## EXERCISE GOAL:
Can you rewrite the listing, starting at the line that contains "Sample: x=327, y=400." and going through the end of the listing, with "Target" changed to "Label" and nothing else altered?

## RECORDS SUPPLIED:
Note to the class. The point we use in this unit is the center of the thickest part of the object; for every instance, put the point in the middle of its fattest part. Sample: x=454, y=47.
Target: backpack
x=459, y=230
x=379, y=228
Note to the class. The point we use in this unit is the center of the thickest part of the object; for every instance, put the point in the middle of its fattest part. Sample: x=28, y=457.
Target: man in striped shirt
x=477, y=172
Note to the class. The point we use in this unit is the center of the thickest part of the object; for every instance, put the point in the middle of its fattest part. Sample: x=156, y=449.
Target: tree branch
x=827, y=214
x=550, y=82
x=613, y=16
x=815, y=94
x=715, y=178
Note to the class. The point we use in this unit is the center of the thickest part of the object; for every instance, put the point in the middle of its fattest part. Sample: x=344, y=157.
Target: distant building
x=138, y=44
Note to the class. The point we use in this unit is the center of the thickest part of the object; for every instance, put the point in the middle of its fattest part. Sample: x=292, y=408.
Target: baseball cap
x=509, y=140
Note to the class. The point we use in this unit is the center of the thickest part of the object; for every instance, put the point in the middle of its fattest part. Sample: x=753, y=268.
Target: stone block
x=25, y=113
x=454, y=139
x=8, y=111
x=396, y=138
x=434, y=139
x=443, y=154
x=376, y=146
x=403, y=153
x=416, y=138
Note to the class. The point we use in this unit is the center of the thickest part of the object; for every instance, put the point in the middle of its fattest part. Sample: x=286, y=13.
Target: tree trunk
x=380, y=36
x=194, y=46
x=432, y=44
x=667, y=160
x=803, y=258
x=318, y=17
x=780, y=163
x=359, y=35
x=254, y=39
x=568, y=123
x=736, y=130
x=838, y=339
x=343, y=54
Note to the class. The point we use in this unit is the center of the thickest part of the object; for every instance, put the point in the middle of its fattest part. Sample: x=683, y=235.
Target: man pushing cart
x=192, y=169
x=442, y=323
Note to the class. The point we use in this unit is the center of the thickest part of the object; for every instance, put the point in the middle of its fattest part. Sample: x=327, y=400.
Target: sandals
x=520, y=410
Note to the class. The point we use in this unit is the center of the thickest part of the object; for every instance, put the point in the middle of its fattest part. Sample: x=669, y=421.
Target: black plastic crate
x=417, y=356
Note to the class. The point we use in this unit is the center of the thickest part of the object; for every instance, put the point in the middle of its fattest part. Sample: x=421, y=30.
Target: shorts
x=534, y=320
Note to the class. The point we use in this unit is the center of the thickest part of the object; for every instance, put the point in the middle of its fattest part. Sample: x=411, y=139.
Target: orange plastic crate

## SOLVED EXERCISE:
Note to the class. The point we use in this unit is the center of the thickest part of the object; for every instance, put the point in the middle of its fattest part. Sample: x=327, y=400.
Label: sandals
x=520, y=410
Note to the class. The point we use in this unit is the center of the thickest part of the object; for every instance, put the point in the middle of its fattest part. Sample: x=669, y=421.
Label: black plastic crate
x=417, y=356
Note to the class. The point we use in this unit is the center of the thickest part of the object; for every instance, put the point in the middle of its fattest part. Sample: x=421, y=30.
Label: shorts
x=534, y=320
Note to the class. The point we use in this unit is the center of the thickest part of the object; for every instance, put the point in the middle of its fattest part. Sample: x=411, y=139.
Label: orange plastic crate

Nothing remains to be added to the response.